▶ **ZBADAJ MATERIAŁ**
1. Czyje słowa przytoczono na końcu tekstu o wpływie zmian klimatu na bezpieczeństwo żywności?
2. Przepisz z tekstu o wpływie zmian klimatu na bezpieczeństwo żywności wszystko od „Naukowcy są zgodni: globalne” aż po „nowe metody działania.”.

▶ **WYODRĘBNIONY TEKST**
Naukowcy są zgodni: globalne zmiany temperatury mają negatywny wpływ na bezpieczeństwo żywnościowe. Jako sektor paszowy musimy być na to przygotowani i otwarci na innowacje i nowe metody działania.
Johan den Hartog
Managing Director, GMP+ International
Rosnąca temperatura. Większe susze. Rosnąca wilgotność. Ekstremalne deszcze. Zmiany klimatu stwarzają warunki, w których rozwijają się mikroorganizmy, a choroby przenoszone drogą pokarmową rozprzestrzeniają się szybciej.
Dla przykładu, badania wykazują, że 2 procentowy wzrost temperatury prowadzi do podwojenia się aflatoksyny w kukurydzy (Battilani, P. et al. Aflatoxin B1 contamination in maize in Europe increases due to climate change, 2016). Widzieliśmy już takie zjawisko w bardziej tropikalnych rejonach. Przemieszczanie się egzotycznych gatunków również stanowi zagrożenie dla zdrowia ludzi i zwierząt, według opinii European Food Safety Organization EFSA.
Powyższe scenariusze nie tylko prowadzą do wyższego poziomu zanieczyszczeń, ale również do zwiększonego użycia pestycydów, co z kolei prowadzi do wyższego poziomu ich pozostałości w paszach i żywności.
Dodajmy do tego rosnące uprzemysłowienie i wzrost populacji, a potencjalne problemy stają się oczywiste. Szczególnie z uwagi na to, że wzrost populacji i konsumpcji w nadchodzących dekadach będzie mieć miejsce głównie w regionach o słabiej rozwiniętych standardach bezpieczeństwa.
Dla globalnego sektora paszowego oznacza to przygotowywanie się na niepewność i potencjalnie słabiej zabezpieczoną przyszłość. Maksymalne kontrole jakości, procedury gatekeepera, kontrole temperatury i wilgotności w czasie przechowywania produktu i optymalna wentylacja to nie więcej niż niezbędny start. Przede wszystkim musimy być na pierwszej linii w potrzebie produkowania więcej (dla rosnącej populacji) przy równoczesnym zużywaniu mniej (surowców, emisji, odpadów). Jesteśmy również otwarci na innowacje, takie jak nowatorskie pasze (białko z owadów, mikroalgi).
Nie ma gotowych odpowiedzi, ale nie możemy uciec od zmian. W każdym razie, upewnijmy się, że jesteśmy gotowi. Chciałbym również przytoczyć słowa Berhe Tekola z FAO: „Zajmijmy się zmianą klimatu, zanim ona zajmie się nami”.

▶ **WYODRĘBNIONE WIERSZE**
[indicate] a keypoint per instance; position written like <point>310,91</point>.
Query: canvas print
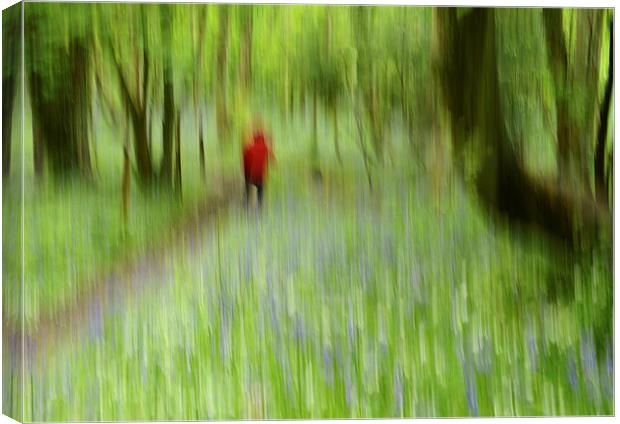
<point>223,211</point>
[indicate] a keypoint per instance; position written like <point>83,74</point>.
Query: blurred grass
<point>356,304</point>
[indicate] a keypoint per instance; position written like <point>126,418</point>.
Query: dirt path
<point>130,280</point>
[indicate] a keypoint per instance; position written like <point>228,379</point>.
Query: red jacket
<point>255,158</point>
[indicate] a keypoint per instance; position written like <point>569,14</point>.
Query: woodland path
<point>129,280</point>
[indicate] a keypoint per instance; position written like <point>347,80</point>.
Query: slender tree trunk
<point>602,187</point>
<point>37,147</point>
<point>63,119</point>
<point>220,83</point>
<point>141,149</point>
<point>316,168</point>
<point>471,91</point>
<point>11,54</point>
<point>126,185</point>
<point>168,129</point>
<point>245,62</point>
<point>169,112</point>
<point>8,100</point>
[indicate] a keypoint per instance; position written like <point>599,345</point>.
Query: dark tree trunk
<point>602,187</point>
<point>245,62</point>
<point>220,83</point>
<point>169,112</point>
<point>11,49</point>
<point>316,168</point>
<point>179,181</point>
<point>8,100</point>
<point>201,151</point>
<point>62,120</point>
<point>168,129</point>
<point>467,68</point>
<point>141,148</point>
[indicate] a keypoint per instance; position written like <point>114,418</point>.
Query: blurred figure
<point>256,155</point>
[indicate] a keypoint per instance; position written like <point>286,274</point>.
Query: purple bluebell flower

▶ **ROZWIĄZANIA ZADAŃ**
1. Słowa Berhe Tekola z FAO.

2.
Naukowcy są zgodni: globalne zmiany temperatury mają negatywny wpływ na bezpieczeństwo żywnościowe. Jako sektor paszowy musimy być na to przygotowani i otwarci na innowacje i nowe metody działania.